Problem description:
Of the entries below, return exactly those lines that fall between the one containing "target: coca-cola advertisement" and the one containing "[(130, 234), (12, 311), (116, 323)]", the two end lines included.

── Records for the exercise

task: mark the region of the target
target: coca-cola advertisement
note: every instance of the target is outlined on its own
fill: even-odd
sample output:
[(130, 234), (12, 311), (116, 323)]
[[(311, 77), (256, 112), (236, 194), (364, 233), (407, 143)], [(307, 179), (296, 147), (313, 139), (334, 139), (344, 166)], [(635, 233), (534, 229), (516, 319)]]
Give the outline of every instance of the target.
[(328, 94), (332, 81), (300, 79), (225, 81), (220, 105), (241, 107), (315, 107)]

────
── Records for the exercise

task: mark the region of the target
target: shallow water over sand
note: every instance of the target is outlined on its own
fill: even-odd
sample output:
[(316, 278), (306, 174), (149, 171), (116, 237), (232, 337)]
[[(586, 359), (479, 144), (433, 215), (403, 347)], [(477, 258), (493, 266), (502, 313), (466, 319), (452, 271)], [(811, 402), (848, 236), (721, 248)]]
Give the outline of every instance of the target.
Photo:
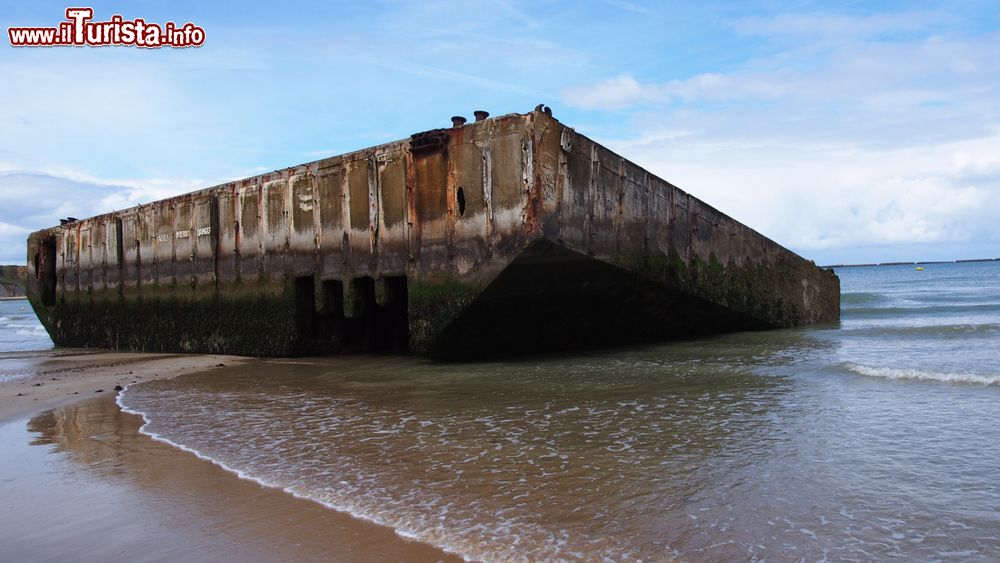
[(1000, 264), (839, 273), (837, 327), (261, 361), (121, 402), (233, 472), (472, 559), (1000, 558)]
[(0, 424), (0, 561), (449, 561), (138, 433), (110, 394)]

────

Output:
target: coca-cola advertisement
note: every instance of the target is outlined on its own
fill: even-odd
sample output:
[(130, 234), (12, 311), (116, 323)]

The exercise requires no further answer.